» Task set:
a - Retype the passage from the patent claims starting with "3. The method" and going on through "CuSO4, and combinations thereof.", keeping every character unchanged.
b - Extend the patent claims on making copper indium chalcogenide powder with new text that picks up after the last claim shown.

» Text:
1. A method for making a copper indium chalcogenides powder, comprising: (a) reacting a reactant mixture that contains a Cu-containing material, an In-containing material, and a chalcogenides-containing material in a polar organic solvent at an elevated temperature so as to form a precipitate of the copper indium chalcogenides in the polar organic solvent, the polar organic solvent having a molecular structure containing at least one of nitrogen atom and oxygen atom, each of which having at least one lone electron pair, the polar organic solvent further having a dipole moment greater than 2.3 debye; and (b) separating the polar organic solvent from the precipitate so as to obtain the copper indium chalcogenides powder.

2. The method of claim 1, wherein the polar organic solvent is selected from the group consisting of dimethyl formamide, dimethyl acetamide, dimethyl sulfoxide, N-methylpyrrolidone, pyridine, 1-Butyl-3-methylimidazolium hexafluorophosphate, 1-Butyl-3-methylimidazolium chloride, and combinations thereof.

3. The method of claim 1, wherein the polar organic solvent is selected from the group consisting of dimethyl formamide, 1-Butyl-3-methylimidazolium hexafluorophosphate, and combinations thereof.

4. The method of claim 1, wherein the reaction in step (a) is conducted by reflux reaction under an inert gas environment.

5. The method of claim 1, wherein the Cu-containing material is selected from the group consisting of CuCl2, CuCl2.2H2O, CuSO4, and combinations thereof.

6. The method of claim 1, wherein the In-containing material is selected from the group consisting of InCl3.4H2O, In2O3, In(NO3)3, and combinations thereof.

» Data lines:
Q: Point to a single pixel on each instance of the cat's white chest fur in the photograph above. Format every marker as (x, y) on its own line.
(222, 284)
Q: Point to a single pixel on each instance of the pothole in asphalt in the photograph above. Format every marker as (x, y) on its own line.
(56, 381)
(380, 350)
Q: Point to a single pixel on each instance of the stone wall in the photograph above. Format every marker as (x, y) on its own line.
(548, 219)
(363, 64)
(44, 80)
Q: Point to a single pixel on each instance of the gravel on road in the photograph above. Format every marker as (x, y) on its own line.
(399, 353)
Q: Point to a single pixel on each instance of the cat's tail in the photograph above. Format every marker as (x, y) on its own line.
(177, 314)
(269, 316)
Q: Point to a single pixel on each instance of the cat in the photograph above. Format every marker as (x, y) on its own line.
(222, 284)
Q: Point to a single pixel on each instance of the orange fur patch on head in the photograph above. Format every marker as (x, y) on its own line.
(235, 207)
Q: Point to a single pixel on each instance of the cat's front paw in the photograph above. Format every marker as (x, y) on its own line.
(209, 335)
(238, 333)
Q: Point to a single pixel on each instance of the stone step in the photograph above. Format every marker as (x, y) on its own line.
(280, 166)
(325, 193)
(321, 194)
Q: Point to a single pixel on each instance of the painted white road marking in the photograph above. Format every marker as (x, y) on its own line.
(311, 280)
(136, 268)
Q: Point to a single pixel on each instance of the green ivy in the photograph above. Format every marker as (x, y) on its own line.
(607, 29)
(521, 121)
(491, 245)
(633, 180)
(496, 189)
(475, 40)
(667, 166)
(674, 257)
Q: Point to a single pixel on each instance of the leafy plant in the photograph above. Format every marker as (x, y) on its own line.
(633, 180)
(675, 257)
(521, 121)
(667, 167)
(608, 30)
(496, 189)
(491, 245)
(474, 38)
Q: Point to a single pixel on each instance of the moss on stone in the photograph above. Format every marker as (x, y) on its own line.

» Results for the exercise:
a -
3. The method of claim 1, wherein the polar organic solvent is selected from the group consisting of dimethyl formamide, 1-Butyl-3-methylimidazolium hexafluorophosphate, and combinations thereof.

4. The method of claim 1, wherein the reaction in step (a) is conducted by reflux reaction under an inert gas environment.

5. The method of claim 1, wherein the Cu-containing material is selected from the group consisting of CuCl2, CuCl2.2H2O, CuSO4, and combinations thereof.

b -
7. The method of claim 1, wherein the chalcogenides-containing material is selected from the group consisting of Se, Na2Se, S, and combinations thereof.

8. The method of claim 1, wherein the Cu-containing material, the In-containing material, and the chalcogenides-containing material have a molar concentration ratio ranging from 0.9:1.1:1.9 to 1.1:0.9:2.2.

9. The method of claim 1, wherein the reactant mixture further contains a Ga-containing material.

10. The method of claim 9, wherein the Cu-containing material, the In-containing material, the Ga-containing material, and the chalcogenides-containing material have a molar concentration ratio ranging from 0.9:0.88:0.22:2.2 to 1.1:0.72:0.18:1.9.

11. The method of claim 9, wherein the Ga-containing material is selected from the group consisting of Ga, GaCl3 and combinations thereof.

12. A copper indium chalcogenides target comprising a sintered body prepared by sintering the copper indium chalcogenides powder made according to the method of claim 1.

13. A copper indium chalcogenides film made from said copper indium chalcogenides target as set forth in claim 12 by sputtering of said copper indium chalcogenides target.

Description:

CROSS-REFERENCE TO RELATED APPLICATION

This application claims priorities of Taiwanese Application No. 097103740, filed on Jan. 31, 2008, and Taiwanese Application No. 097103743, filed on Jan. 31, 2008.

BACKGROUND OF THE INVENTION

1. Field of the Invention

This invention relates to a method for making a copper indium chalcogenides powder, more particularly to a method involving reacting a reactant mixture in a polar organic solvent for making a copper indium chalcogenides powder.

2. Description of the Related Art

Copper indium chalcogenides materials, such as CuInSe2, Cu(InxGa1-x) (SeyS2-y), and Cu(InxAl1-x) (SeyS2-y), are used in the production of a p-type semiconductor absorption layer of a solar cell due to their high optoelectric efficiency and low cost.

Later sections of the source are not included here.